> _TASKS AND EXERCISES_:
1. Translate this sentence from the Regulation M passage into Spanish: "The deletion of § 213.6(a) would not change applicable legal requirements under the E-Sign Act."
2. Continue the passage on deleting Regulation M's Section 213.6 from where it ends.

> _SUPPLIED TEXT_:
※ ※ ※
Section 213.6 Electronic Communication
Section 213.6 was added by the 2001 interim final rule to address the general requirements for electronic communications. The Board proposes to delete § 213.6 from Regulation M and the accompanying sections of the staff commentary, reserving that section for future use.
In the interim rule, § 213.6(a) defines the term “electronic communication” to mean a message transmitted electronically that can be displayed on equipment as visual text, such as a message displayed on a personal computer monitor screen. The deletion of § 213.6(a) would not change applicable legal requirements under the E-Sign Act.
Sections 213.6(b) and (c) incorporate by reference provisions of the E-Sign Act, such as the provision allowing disclosures to be provided in electronic form and the requirement to obtain the lessee's affirmative consent before providing such disclosures. The deletion of these provisions will have no impact on the general applicability of the E-Sign Act to Regulation M disclosures.
※ ※ ※
> _DATASET ENTRIES_:

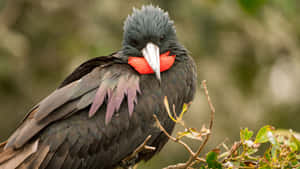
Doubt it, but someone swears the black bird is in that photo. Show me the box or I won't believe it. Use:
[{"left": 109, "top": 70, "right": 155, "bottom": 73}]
[{"left": 0, "top": 5, "right": 197, "bottom": 169}]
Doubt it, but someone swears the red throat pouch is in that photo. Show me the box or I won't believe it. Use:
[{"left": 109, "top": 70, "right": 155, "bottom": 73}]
[{"left": 128, "top": 51, "right": 176, "bottom": 74}]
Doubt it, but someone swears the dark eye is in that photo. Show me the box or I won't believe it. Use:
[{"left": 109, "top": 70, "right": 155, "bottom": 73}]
[
  {"left": 159, "top": 35, "right": 165, "bottom": 41},
  {"left": 130, "top": 39, "right": 138, "bottom": 46}
]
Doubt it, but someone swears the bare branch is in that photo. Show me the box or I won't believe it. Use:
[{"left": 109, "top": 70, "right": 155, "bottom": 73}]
[
  {"left": 180, "top": 80, "right": 215, "bottom": 169},
  {"left": 153, "top": 114, "right": 205, "bottom": 162},
  {"left": 122, "top": 135, "right": 156, "bottom": 162}
]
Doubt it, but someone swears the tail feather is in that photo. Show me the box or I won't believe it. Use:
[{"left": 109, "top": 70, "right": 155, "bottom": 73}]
[{"left": 0, "top": 140, "right": 39, "bottom": 169}]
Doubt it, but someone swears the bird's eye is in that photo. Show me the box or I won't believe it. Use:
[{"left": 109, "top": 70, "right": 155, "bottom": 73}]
[
  {"left": 159, "top": 35, "right": 165, "bottom": 41},
  {"left": 130, "top": 39, "right": 138, "bottom": 46}
]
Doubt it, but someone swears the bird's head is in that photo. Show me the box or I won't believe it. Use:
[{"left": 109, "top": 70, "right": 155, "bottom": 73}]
[{"left": 123, "top": 5, "right": 177, "bottom": 80}]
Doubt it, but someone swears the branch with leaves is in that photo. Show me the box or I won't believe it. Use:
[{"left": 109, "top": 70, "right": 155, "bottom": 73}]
※ ※ ※
> _RESPONSES PER TASK_:
1. La eliminación del § 213.6(a) no cambiaría los requisitos legales aplicables conforme a la Ley E-Sign.

2.
Sections 213.6(d) and (e) address specific timing and delivery requirements for electronic disclosures under Regulation M, such as the requirement to send disclosures to a lessee's e-mail address (or post the disclosures on a Web site and send a notice alerting the lessee to the disclosures). The Board no longer believes that these additional provisions are necessary or appropriate. Electronic disclosures have evolved since 2001, as industry and consumers have gained experience with them. Although many institutions offer e-mail alert notices to consumers, some consumers may choose not to receive notifications by e-mail and the Board sees no reason to require e-mail alert notices. In addition, the Board has reconsidered certain aspects of the interim final rules, such as sending disclosures by e-mail, in light of concerns about data security, identity theft, and phishing that have become more pronounced since 2001.
With regard to the requirement to attempt to redeliver returned electronic disclosures, as the commenters noted, lessors would be required to search their files for an additional e-mail address to use, and might be required to use a postal mail address for redelivery if no additional e-mail address was available. The Board believes that both requirements would likely be unduly burdensome. In addition, the concerns that have been raised about the requirement to use e-mail for the initial delivery of a disclosure or notice apply equally to the use of e-mail for an attempted redelivery.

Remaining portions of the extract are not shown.